Written problem:
Please show every line of the items below that contains the word "back". Case counts.

Dataset records:
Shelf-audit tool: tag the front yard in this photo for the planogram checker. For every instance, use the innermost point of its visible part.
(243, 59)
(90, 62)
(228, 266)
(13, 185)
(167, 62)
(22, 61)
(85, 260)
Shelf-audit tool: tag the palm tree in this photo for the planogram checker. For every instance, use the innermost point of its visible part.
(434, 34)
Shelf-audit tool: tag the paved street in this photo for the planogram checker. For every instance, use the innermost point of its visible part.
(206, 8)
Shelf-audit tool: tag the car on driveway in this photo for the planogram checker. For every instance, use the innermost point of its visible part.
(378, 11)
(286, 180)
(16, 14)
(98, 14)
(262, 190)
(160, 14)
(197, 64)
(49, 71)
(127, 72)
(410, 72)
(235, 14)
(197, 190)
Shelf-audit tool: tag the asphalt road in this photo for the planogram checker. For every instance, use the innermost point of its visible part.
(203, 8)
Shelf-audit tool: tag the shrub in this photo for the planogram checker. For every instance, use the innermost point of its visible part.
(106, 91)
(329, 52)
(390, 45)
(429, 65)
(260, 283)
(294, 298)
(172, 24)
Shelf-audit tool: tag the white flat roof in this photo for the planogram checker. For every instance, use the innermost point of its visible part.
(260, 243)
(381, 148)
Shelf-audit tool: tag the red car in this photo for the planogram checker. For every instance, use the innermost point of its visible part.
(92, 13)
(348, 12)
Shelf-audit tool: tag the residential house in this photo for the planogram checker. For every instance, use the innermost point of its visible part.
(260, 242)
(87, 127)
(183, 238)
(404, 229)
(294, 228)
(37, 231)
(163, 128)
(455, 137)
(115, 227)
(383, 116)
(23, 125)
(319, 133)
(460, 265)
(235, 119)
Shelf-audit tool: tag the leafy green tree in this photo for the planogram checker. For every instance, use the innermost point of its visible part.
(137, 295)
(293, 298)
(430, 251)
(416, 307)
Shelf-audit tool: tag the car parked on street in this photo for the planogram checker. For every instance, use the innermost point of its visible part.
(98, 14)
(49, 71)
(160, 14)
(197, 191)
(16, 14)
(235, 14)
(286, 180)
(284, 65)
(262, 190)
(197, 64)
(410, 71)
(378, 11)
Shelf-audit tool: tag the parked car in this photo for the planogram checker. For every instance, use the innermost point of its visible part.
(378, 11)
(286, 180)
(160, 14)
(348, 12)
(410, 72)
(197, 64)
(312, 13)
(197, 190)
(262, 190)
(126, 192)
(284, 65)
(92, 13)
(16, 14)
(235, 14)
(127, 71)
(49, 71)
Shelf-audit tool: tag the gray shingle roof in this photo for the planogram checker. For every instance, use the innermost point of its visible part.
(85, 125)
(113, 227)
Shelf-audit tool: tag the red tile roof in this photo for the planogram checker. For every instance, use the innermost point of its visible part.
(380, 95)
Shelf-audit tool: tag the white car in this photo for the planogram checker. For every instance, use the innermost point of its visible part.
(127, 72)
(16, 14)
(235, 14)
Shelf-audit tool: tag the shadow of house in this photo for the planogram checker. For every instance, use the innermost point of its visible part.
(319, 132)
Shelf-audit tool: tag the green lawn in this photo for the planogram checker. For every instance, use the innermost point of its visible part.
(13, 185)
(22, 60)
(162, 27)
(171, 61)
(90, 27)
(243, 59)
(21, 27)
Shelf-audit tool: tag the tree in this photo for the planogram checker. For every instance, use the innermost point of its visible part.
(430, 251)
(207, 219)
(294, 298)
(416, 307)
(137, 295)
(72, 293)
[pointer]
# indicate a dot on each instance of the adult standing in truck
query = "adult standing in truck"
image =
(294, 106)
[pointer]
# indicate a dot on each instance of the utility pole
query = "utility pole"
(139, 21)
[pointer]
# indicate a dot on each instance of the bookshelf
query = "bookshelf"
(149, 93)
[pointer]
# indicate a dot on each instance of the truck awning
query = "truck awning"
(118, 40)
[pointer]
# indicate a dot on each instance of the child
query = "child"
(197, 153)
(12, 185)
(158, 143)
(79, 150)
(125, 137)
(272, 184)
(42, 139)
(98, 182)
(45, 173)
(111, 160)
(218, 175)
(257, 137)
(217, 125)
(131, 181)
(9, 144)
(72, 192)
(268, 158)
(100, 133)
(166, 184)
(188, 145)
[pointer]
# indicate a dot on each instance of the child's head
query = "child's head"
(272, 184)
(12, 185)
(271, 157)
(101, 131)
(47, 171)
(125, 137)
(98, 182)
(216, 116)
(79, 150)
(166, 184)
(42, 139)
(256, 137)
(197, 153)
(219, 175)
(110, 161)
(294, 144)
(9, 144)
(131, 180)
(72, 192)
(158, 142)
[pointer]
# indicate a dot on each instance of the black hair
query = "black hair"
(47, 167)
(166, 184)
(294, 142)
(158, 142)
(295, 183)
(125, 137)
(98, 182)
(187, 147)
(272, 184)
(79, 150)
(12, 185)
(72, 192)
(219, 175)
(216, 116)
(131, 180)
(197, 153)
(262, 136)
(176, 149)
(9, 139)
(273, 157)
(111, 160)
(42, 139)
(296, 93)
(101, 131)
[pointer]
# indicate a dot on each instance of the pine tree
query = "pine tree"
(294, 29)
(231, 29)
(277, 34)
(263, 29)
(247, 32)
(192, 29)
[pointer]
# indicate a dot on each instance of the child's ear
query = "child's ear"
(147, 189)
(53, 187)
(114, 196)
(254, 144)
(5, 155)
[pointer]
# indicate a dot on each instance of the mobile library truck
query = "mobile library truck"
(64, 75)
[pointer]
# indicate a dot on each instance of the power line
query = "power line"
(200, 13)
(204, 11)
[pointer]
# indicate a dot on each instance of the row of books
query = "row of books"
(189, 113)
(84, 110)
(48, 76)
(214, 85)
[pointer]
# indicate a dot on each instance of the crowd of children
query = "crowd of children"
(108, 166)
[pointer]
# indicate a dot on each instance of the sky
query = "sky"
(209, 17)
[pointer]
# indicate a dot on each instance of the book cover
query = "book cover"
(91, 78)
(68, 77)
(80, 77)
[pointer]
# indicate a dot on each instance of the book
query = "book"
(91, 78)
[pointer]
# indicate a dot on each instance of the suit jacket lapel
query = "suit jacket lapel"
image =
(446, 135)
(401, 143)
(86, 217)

--

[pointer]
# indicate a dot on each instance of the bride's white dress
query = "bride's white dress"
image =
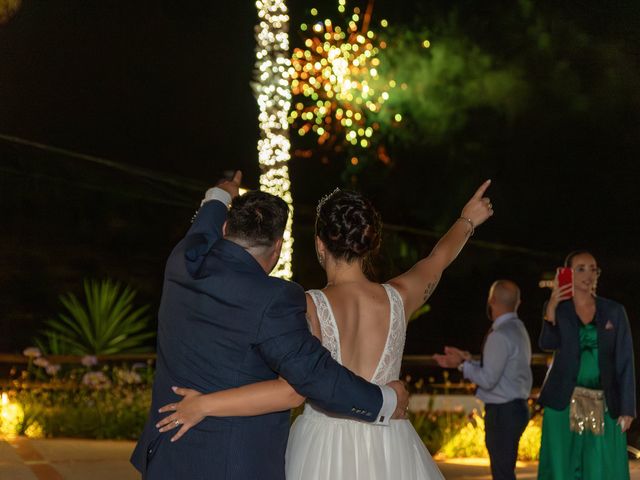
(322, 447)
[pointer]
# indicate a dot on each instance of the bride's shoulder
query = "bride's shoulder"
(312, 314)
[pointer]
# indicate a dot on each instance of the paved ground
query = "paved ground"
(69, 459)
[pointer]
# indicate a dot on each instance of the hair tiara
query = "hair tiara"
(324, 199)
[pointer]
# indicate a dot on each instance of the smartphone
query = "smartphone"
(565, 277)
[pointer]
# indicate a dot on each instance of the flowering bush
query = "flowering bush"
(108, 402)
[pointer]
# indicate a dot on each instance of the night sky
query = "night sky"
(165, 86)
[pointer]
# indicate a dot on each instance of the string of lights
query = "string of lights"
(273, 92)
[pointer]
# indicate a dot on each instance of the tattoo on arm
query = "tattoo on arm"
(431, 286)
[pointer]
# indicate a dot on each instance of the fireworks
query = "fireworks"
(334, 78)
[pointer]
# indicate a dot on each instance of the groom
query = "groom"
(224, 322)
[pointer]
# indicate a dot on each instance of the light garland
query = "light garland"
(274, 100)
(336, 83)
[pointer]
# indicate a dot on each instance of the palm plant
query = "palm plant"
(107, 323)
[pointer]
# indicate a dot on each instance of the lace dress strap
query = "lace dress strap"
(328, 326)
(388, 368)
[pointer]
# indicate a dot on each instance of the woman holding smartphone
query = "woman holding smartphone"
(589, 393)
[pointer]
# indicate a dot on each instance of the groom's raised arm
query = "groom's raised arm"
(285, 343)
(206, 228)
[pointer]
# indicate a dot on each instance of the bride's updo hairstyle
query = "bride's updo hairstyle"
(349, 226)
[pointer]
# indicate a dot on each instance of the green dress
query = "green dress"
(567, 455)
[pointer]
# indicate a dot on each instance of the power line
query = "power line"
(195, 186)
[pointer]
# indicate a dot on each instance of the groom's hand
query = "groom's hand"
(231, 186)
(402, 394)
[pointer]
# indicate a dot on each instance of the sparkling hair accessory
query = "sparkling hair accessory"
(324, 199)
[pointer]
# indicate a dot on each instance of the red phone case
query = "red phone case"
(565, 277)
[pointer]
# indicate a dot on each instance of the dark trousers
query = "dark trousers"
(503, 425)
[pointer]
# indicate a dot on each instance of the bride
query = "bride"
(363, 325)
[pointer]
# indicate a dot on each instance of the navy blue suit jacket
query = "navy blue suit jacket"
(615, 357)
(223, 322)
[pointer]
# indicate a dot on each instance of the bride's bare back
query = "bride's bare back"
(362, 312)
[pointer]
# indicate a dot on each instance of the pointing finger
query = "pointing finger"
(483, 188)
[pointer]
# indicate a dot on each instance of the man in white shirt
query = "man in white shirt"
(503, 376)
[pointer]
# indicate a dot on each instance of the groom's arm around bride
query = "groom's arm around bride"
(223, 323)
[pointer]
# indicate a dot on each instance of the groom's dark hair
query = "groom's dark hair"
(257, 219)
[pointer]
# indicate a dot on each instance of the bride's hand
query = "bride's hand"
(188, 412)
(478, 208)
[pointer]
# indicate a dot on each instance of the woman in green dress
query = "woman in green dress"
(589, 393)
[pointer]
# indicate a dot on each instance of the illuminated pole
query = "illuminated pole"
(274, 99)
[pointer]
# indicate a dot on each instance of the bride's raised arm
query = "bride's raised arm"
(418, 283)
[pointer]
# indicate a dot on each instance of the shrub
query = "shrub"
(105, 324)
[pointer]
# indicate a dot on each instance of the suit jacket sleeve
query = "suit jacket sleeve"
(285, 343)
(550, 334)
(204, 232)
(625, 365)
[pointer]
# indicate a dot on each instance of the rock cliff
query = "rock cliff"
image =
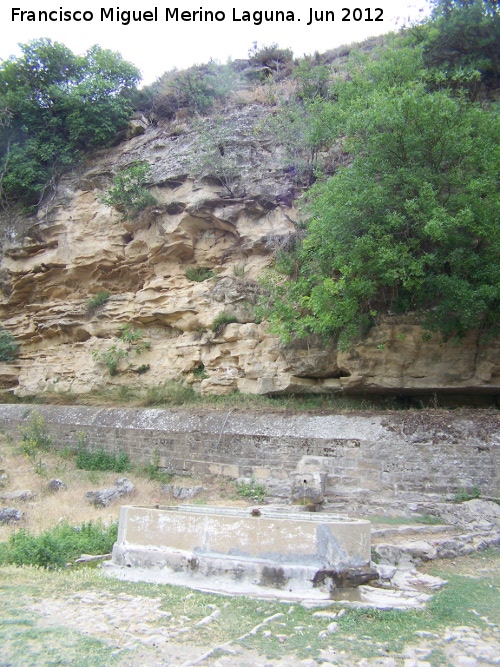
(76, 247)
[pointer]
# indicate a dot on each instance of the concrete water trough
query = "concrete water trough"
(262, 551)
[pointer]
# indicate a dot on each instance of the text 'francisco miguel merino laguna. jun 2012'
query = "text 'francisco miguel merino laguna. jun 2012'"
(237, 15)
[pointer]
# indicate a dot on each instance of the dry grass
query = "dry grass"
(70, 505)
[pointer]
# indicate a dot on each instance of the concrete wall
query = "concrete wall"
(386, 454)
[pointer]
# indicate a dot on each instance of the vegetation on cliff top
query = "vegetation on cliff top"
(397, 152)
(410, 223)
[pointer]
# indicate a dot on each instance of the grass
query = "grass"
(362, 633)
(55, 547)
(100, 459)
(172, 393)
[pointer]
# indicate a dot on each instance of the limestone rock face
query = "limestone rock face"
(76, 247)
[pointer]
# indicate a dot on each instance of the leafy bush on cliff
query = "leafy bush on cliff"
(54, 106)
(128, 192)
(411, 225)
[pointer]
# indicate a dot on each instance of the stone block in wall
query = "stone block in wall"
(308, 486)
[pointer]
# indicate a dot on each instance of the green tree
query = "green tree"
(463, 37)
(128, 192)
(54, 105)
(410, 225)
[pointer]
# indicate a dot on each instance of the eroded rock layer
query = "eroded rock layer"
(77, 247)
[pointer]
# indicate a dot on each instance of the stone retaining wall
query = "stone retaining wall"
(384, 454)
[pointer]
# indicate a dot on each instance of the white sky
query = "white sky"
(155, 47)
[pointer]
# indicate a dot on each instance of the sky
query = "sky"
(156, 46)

Correct output:
# indicate a dot on each instance of the bride's bare back
query = "bride's bare back"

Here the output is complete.